What you should do:
Rewrite the records below, replacing every "innermost point" with "central point" and leaving all else unchanged. Leave out the pictures.

Start of Materials provided

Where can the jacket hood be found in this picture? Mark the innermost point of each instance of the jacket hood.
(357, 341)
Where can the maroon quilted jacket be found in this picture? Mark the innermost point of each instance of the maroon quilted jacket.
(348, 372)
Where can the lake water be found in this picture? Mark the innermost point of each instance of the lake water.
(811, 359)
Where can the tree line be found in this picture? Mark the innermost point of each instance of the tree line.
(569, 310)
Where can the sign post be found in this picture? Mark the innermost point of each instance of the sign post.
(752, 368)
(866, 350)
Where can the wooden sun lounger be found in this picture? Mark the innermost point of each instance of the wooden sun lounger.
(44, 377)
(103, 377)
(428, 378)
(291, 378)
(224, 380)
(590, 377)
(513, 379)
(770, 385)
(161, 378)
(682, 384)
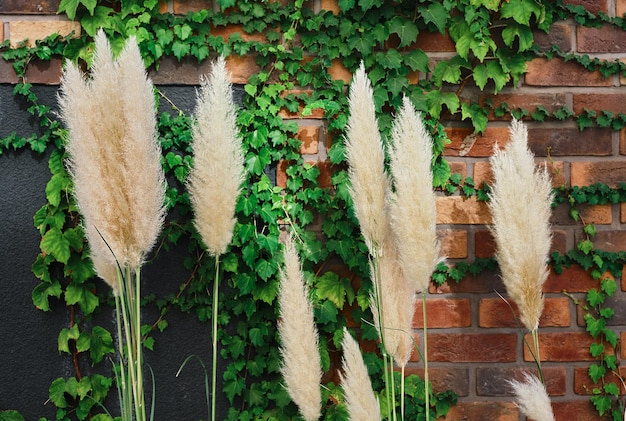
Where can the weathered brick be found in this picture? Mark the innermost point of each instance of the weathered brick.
(606, 172)
(583, 385)
(472, 347)
(309, 136)
(556, 72)
(598, 214)
(493, 381)
(492, 411)
(606, 39)
(448, 378)
(560, 35)
(593, 6)
(22, 7)
(561, 346)
(605, 102)
(495, 312)
(550, 101)
(572, 279)
(462, 210)
(580, 410)
(485, 282)
(453, 243)
(464, 142)
(570, 141)
(33, 30)
(443, 313)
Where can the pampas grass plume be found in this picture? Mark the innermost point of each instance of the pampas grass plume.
(532, 399)
(413, 208)
(364, 151)
(215, 180)
(521, 199)
(359, 397)
(301, 360)
(114, 155)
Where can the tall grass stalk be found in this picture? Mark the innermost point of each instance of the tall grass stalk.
(520, 203)
(119, 187)
(215, 180)
(397, 216)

End of Materials provided

Expected output:
Where can the jacket hood be found in this picture? Mark the central point of each instance of the jacket hood.
(357, 341)
Where can the maroon quilted jacket be found in this picture? Mark the central point of each instance of the maroon quilted jacket.
(348, 372)
Where can the lake water be found in this picture? Mark the central point of each instance of the lake water.
(811, 359)
Where can the tree line be found in this picture? Mark the central point of each instance of the tree line.
(569, 310)
Where can the sign post be found in this picture? Mark the central point of each instance of the sign post.
(752, 368)
(866, 350)
Where can the wooden sun lounger be found in this picture? Mark the central point of each instance of the wooden sun lounger.
(44, 377)
(103, 377)
(428, 378)
(291, 378)
(224, 380)
(590, 377)
(513, 379)
(770, 385)
(161, 378)
(682, 384)
Where can the weathered brick be found in this picture? Mark the central point of each instance of the weathered brick.
(606, 172)
(583, 385)
(472, 347)
(309, 136)
(556, 72)
(598, 214)
(493, 381)
(492, 411)
(606, 39)
(448, 378)
(560, 35)
(593, 6)
(22, 7)
(561, 346)
(605, 102)
(495, 312)
(550, 101)
(572, 279)
(462, 210)
(580, 410)
(485, 282)
(453, 243)
(464, 142)
(570, 141)
(33, 30)
(443, 313)
Where can the pampas grass plume be found in this picture? Mark the central point of each instance of the pampas grass plume.
(532, 399)
(413, 208)
(364, 151)
(215, 180)
(521, 199)
(359, 397)
(301, 360)
(114, 155)
Where can the tall grass stalk be found in this picture? Mark the central point of each instance of the tall grass stalk.
(520, 203)
(119, 187)
(215, 180)
(397, 216)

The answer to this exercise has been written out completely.